YOUR GOAL: All entries must be set down once more, precisely as given.

SUPPLIED DATA:
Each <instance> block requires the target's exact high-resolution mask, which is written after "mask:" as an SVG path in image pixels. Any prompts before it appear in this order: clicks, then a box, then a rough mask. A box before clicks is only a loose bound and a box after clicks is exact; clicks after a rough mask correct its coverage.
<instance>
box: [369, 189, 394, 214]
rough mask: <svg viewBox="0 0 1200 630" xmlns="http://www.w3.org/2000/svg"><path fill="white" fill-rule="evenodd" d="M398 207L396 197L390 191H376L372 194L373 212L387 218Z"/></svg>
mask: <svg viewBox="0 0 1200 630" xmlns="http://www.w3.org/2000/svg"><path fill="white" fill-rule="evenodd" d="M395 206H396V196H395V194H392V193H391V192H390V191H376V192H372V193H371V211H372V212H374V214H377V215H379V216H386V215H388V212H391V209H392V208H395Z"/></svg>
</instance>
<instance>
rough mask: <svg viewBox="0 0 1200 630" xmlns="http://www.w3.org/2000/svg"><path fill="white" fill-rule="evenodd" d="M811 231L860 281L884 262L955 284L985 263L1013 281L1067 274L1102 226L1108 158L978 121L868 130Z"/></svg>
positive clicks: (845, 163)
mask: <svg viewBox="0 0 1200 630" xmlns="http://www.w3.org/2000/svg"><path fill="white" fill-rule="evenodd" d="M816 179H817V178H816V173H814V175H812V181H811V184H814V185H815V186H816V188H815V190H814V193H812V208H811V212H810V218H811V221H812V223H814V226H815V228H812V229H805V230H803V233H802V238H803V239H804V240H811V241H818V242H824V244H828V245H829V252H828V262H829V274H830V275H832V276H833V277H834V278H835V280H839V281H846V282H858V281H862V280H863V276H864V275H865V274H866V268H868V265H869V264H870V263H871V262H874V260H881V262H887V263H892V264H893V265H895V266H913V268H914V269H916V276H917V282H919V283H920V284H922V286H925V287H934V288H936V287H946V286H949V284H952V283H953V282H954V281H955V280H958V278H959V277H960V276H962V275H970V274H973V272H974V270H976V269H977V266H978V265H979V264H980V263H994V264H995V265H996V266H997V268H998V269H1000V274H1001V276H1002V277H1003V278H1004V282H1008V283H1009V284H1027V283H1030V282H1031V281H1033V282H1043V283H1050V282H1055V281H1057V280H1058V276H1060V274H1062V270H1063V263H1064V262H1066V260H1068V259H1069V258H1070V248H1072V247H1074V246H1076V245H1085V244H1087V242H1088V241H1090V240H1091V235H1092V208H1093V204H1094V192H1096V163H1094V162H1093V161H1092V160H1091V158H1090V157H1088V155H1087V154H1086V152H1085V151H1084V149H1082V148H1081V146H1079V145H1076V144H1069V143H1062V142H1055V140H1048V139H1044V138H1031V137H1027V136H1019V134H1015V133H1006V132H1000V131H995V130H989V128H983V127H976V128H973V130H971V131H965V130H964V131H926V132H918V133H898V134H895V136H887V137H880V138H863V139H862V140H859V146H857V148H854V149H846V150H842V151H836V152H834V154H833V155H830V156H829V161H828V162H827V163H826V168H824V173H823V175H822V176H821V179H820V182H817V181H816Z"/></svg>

EXPECTED ANSWER:
Each <instance> block requires the target's exact high-resolution mask, which is written after "mask:" as an SVG path in image pixels. Any prompts before it appear in this order: clicks, then a box, then a rough mask. A box before clicks is only a loose bound and a box after clicks is exact; clicks after a rough mask correct its coverage.
<instance>
box: [369, 189, 394, 214]
rough mask: <svg viewBox="0 0 1200 630" xmlns="http://www.w3.org/2000/svg"><path fill="white" fill-rule="evenodd" d="M398 207L396 197L390 191H376L372 194L373 212L387 218Z"/></svg>
mask: <svg viewBox="0 0 1200 630" xmlns="http://www.w3.org/2000/svg"><path fill="white" fill-rule="evenodd" d="M395 206H396V196H395V194H392V193H391V192H390V191H376V192H372V193H371V211H372V212H374V214H377V215H379V216H386V215H388V212H391V209H392V208H395Z"/></svg>
</instance>
<instance>
rough mask: <svg viewBox="0 0 1200 630" xmlns="http://www.w3.org/2000/svg"><path fill="white" fill-rule="evenodd" d="M811 231L860 281L884 262L955 284L985 263L1013 281L1067 274L1102 226L1108 158L978 121L868 130Z"/></svg>
positive clicks: (845, 163)
mask: <svg viewBox="0 0 1200 630" xmlns="http://www.w3.org/2000/svg"><path fill="white" fill-rule="evenodd" d="M816 179H817V178H816V173H814V175H812V181H811V184H814V185H815V186H816V188H815V190H814V193H812V208H811V212H810V218H811V221H812V223H814V226H815V228H812V229H805V230H803V233H802V238H803V239H804V240H811V241H818V242H824V244H828V245H829V252H828V262H829V274H830V275H832V276H833V277H834V278H835V280H839V281H846V282H858V281H862V280H863V276H864V275H865V274H866V268H868V265H869V264H870V263H871V262H874V260H881V262H887V263H892V264H893V265H895V266H913V268H914V269H916V276H917V282H919V283H920V284H922V286H925V287H934V288H936V287H946V286H949V284H952V283H953V282H954V281H955V280H958V278H959V277H960V276H962V275H970V274H973V272H974V270H976V269H977V266H978V265H979V264H980V263H994V264H995V265H996V266H997V268H998V269H1000V274H1001V276H1002V277H1003V278H1004V282H1008V283H1009V284H1027V283H1030V282H1031V281H1033V282H1043V283H1050V282H1055V281H1057V280H1058V276H1060V274H1062V270H1063V263H1064V262H1066V260H1068V259H1069V258H1070V248H1072V247H1074V246H1076V245H1085V244H1087V242H1088V241H1090V240H1091V235H1092V208H1093V204H1094V192H1096V163H1094V162H1093V161H1092V160H1091V158H1090V157H1088V155H1087V154H1086V152H1085V151H1084V149H1082V148H1081V146H1079V145H1076V144H1069V143H1062V142H1055V140H1048V139H1044V138H1031V137H1027V136H1019V134H1015V133H1006V132H1000V131H995V130H989V128H983V127H976V128H973V130H971V131H965V130H964V131H926V132H918V133H898V134H895V136H887V137H880V138H863V139H862V140H859V146H857V148H854V149H846V150H842V151H836V152H834V154H833V155H830V156H829V161H828V162H827V163H826V168H824V173H823V175H822V176H821V179H820V182H817V181H816Z"/></svg>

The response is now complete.